Activities:
[a] From the protein-mapping thread, reproduce the passage that begins at the words "I have a FASTA" and stops after the words "but no luck.".
[b] In the protein-mapping thread, what percent identity did the BLASTp search on the UniProtKB page report for the protein it found?

Page text:
--------------------------------------------------
Mapping between a NCBI protein and an UniProtKB protein from a FASTA file
1
0
Entering edit mode
4.3 years ago
parism9 ▴ 30

I have a FASTA file from using the BioPython BLASTp command programmatically. I want to map each of the entries to their associated UniProtKB (either Swiss or Trembl) (or even to a UniParc / Uniref if needed) entry. For an entry like the following, it seems there is no protein in UniProtKB. Is this true? Or am I missing a way to map between the two? I have used http://www.uniprot.org/uploadlists/ to try to match, but no luck.

>gi|1198293922|gb|OUM52707.1| hypothetical protein BVG19_g1918 [[Candida] boidinii] >gi|1205206951|gb|OWB53426.1| hypothetical protein B5S27_g5022 [[Candida] boidinii] >gi|1205223768|gb|OWB70243.1| hypothetical protein B5S30_g5729 [[Candida] boidinii]


The protein can be referenced here: https://www.ncbi.nlm.nih.gov/protein/OWB83737.1?feature=any

When I run a BLASTp search on the UniProtKB page, it only finds a protein with 97% identity, nothing matching this protein.
--------------------------------------------------
Dataset:
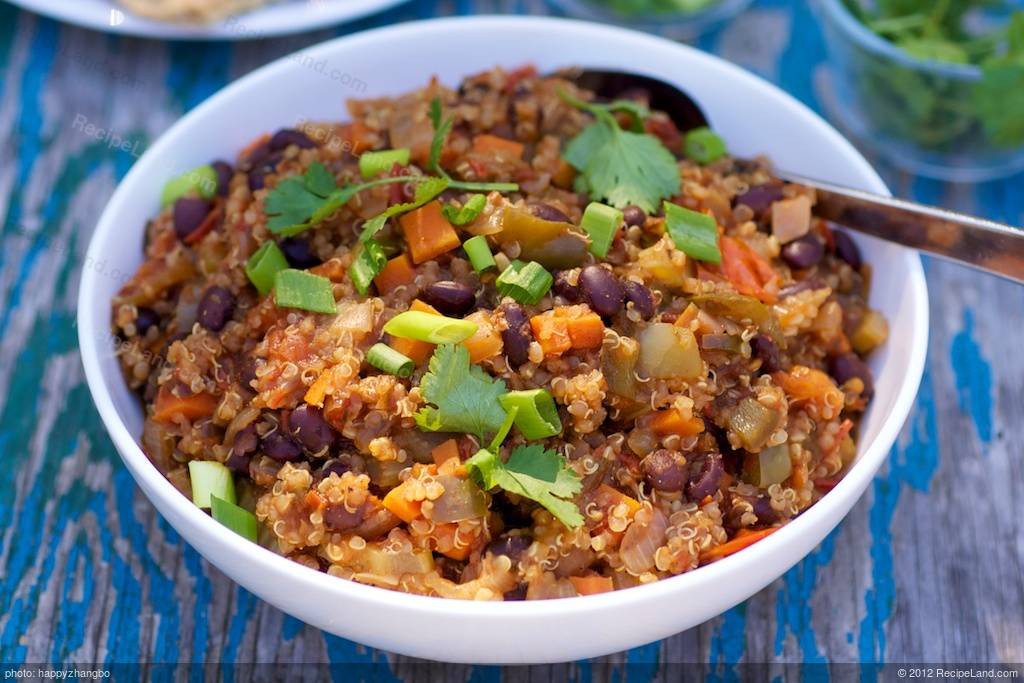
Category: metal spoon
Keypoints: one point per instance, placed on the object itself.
(981, 244)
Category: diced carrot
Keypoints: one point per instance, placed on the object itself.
(486, 341)
(427, 232)
(167, 406)
(500, 146)
(743, 539)
(552, 333)
(399, 506)
(399, 271)
(748, 271)
(587, 331)
(592, 585)
(564, 176)
(671, 422)
(417, 350)
(445, 452)
(445, 536)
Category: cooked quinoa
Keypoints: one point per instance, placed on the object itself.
(641, 399)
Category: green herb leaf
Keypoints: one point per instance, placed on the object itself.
--------------------------------------------------
Task responses:
[a]
I have a FASTA file from using the BioPython BLASTp command programmatically. I want to map each of the entries to their associated UniProtKB (either Swiss or Trembl) (or even to a UniParc / Uniref if needed) entry. For an entry like the following, it seems there is no protein in UniProtKB. Is this true? Or am I missing a way to map between the two? I have used http://www.uniprot.org/uploadlists/ to try to match, but no luck.

[b] 97% identity.